▸ **WHAT IS EXPECTED**
Reproduce the records below exactly, but only between the lines holding "every cargo bed." and "every rear bumper.", inclusive.

▸ **PROVIDED DATA**
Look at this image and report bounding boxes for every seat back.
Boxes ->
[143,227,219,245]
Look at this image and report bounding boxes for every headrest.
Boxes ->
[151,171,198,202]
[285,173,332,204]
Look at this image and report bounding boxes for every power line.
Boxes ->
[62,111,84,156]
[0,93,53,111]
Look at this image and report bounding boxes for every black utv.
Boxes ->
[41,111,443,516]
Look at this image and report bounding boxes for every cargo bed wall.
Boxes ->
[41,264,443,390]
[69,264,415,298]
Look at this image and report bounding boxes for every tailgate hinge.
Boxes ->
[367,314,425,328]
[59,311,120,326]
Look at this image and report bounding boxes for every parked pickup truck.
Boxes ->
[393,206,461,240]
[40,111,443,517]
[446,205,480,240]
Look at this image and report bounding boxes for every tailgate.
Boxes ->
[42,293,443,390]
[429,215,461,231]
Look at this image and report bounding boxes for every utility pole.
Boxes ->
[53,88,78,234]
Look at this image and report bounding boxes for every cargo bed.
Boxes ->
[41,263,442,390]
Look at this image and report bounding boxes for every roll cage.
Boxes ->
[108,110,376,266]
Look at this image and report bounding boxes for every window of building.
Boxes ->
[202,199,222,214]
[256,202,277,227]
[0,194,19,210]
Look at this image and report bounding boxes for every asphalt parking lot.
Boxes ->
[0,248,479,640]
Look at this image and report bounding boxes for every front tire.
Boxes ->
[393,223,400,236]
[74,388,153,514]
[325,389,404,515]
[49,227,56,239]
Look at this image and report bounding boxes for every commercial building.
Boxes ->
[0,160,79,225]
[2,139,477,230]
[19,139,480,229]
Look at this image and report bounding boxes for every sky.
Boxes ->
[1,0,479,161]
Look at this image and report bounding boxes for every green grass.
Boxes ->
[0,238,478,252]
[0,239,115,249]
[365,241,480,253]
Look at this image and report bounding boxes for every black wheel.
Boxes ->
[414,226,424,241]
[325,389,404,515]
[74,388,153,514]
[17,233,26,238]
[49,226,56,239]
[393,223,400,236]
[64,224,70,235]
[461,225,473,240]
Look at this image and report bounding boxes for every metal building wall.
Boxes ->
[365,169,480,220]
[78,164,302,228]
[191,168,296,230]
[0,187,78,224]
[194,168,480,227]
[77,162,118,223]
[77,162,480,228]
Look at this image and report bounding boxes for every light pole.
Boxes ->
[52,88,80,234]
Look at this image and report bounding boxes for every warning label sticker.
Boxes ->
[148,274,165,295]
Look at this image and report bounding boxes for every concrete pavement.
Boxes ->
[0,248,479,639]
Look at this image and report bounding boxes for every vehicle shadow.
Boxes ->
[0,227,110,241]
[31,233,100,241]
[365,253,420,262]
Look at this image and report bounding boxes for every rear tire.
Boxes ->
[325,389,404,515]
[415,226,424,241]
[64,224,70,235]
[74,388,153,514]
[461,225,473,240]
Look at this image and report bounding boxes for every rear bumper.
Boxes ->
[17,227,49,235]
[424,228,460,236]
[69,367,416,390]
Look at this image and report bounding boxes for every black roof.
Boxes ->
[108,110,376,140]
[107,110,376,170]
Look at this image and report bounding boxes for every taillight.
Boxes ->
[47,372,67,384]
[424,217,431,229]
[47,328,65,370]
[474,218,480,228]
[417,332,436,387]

▸ **SOLUTION FOR THIS PROBLEM**
Look at this image and report bounding boxes for every cargo bed.
Boxes ->
[41,263,442,390]
Look at this image and report bounding boxes for every roll cage.
Boxes ->
[108,110,376,266]
Look at this image and report bounding boxes for every window of building.
Boxes ->
[202,199,222,214]
[256,202,277,227]
[0,194,19,210]
Look at this image and report bounding boxes for every asphalt parking lot.
Boxes ->
[0,248,479,640]
Look at this image and report bounding boxes for every front tire.
Boxes ->
[393,223,400,236]
[74,388,153,514]
[325,389,404,515]
[49,227,56,239]
Look at this image and report bounding boxes for every commercial building.
Boxes ->
[0,160,79,225]
[2,139,477,230]
[19,139,480,229]
Look at this image and report bounding boxes for every sky.
Boxes ->
[1,0,479,161]
Look at this image and report bounding boxes for every green grass.
Boxes ->
[0,238,478,252]
[0,239,115,249]
[365,241,480,253]
Look at this image and report bounding boxes for every black wheel.
Boxes ->
[414,226,424,241]
[325,389,404,515]
[74,388,153,514]
[17,233,26,238]
[49,226,56,239]
[393,223,400,236]
[64,224,70,235]
[461,225,473,240]
Look at this image and report bounding boxes for every metal building wall.
Boxes ->
[365,169,480,220]
[78,164,302,228]
[191,168,296,230]
[0,187,78,224]
[194,168,480,227]
[77,162,118,223]
[77,162,480,228]
Look at this image and report bounding boxes for every light pole.
Boxes ->
[52,88,80,234]
Look at this image and report bounding boxes for every warning label sticker.
Boxes ->
[148,274,165,295]
Look at this image and report bounding boxes for every concrete pavement.
Boxes ->
[0,248,479,639]
Look at this image and report bounding boxes for every vehicle shadow.
Boxes ->
[0,227,110,241]
[31,233,100,241]
[365,253,420,262]
Look at this image and report bounding boxes for every rear tire.
Boxes ->
[325,389,404,515]
[415,226,424,241]
[64,224,70,235]
[74,388,153,514]
[461,225,473,240]
Look at this image and report bounding boxes for every rear bumper.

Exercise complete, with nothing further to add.